**Instructions to follow**.
The lines below starting at the line containing "Target: blue sky" and ending at the line containing "formatted like (817,255)." are to be repeated exactly, with both ends kept and nothing else added.

**Excerpted data**.

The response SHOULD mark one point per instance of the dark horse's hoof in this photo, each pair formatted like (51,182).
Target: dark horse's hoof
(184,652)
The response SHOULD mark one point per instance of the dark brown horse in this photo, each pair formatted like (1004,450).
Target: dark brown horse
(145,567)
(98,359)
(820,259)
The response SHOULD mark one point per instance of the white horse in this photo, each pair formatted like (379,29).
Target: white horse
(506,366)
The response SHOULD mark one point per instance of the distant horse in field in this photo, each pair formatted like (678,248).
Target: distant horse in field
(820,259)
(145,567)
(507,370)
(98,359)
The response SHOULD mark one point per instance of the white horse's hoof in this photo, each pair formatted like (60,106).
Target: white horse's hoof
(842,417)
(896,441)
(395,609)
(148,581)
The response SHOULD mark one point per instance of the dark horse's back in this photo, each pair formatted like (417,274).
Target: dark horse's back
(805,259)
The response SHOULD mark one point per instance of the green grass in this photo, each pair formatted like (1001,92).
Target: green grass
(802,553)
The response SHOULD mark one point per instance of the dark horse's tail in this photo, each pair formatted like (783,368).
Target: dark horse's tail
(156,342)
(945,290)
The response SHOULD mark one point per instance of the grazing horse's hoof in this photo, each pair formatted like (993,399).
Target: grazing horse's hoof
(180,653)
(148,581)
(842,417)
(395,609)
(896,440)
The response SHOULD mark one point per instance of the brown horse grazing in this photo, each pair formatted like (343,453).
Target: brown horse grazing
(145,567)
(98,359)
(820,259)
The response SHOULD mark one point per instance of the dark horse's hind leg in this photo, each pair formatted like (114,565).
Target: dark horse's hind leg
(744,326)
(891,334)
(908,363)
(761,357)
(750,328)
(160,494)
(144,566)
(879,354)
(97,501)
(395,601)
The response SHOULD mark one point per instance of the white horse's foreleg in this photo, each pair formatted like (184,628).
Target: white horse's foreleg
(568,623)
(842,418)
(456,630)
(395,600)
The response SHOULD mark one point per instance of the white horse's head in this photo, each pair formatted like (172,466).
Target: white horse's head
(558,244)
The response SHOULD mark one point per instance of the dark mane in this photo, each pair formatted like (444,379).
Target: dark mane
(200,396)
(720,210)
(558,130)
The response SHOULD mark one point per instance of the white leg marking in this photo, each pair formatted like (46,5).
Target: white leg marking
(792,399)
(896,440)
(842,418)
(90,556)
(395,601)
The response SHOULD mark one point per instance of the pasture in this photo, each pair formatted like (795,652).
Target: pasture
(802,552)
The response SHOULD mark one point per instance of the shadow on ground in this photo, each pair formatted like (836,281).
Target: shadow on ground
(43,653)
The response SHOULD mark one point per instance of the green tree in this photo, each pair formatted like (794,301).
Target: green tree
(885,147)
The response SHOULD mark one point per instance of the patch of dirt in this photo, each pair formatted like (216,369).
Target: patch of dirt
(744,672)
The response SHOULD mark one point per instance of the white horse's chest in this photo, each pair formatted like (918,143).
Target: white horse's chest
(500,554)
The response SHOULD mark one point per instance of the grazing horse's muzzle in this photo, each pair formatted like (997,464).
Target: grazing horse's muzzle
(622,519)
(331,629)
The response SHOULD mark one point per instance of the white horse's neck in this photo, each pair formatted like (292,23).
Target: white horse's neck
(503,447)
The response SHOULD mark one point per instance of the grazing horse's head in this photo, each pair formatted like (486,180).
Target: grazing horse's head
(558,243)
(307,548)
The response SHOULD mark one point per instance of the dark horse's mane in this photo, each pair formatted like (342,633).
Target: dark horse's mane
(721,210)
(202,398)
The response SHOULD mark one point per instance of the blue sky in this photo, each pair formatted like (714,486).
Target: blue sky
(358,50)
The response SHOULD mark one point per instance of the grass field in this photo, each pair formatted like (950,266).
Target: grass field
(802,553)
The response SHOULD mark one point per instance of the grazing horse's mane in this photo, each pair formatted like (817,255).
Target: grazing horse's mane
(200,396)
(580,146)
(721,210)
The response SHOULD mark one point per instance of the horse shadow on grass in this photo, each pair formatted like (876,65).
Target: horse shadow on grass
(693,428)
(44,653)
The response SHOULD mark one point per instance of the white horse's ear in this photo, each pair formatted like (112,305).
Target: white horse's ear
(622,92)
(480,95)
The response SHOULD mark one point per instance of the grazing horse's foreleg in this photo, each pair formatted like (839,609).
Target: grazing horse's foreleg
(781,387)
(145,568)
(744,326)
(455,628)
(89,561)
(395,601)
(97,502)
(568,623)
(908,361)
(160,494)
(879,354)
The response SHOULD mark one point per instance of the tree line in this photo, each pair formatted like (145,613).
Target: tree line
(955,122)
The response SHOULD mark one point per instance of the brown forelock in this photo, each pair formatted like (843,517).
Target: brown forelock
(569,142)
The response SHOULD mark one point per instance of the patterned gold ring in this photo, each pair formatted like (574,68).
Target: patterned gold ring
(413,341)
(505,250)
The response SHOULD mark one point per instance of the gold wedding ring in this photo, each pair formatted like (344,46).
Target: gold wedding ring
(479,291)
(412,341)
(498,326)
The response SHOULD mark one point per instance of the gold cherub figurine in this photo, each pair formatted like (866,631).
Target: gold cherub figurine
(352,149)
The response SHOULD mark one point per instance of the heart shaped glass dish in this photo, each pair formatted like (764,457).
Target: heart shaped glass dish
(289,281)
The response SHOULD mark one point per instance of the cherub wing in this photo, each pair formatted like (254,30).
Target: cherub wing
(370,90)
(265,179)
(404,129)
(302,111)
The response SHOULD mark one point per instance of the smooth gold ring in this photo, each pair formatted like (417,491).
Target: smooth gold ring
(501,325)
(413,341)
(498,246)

**Result of the exercise**.
Target: blue sky
(358,50)
The response SHOULD mark one point per instance of the grass field in this photo, each pair formatted like (950,266).
Target: grass field
(802,553)
The response SHOULD mark one point per instance of the grazing horse's mane in this photo, each pair formatted like (817,255).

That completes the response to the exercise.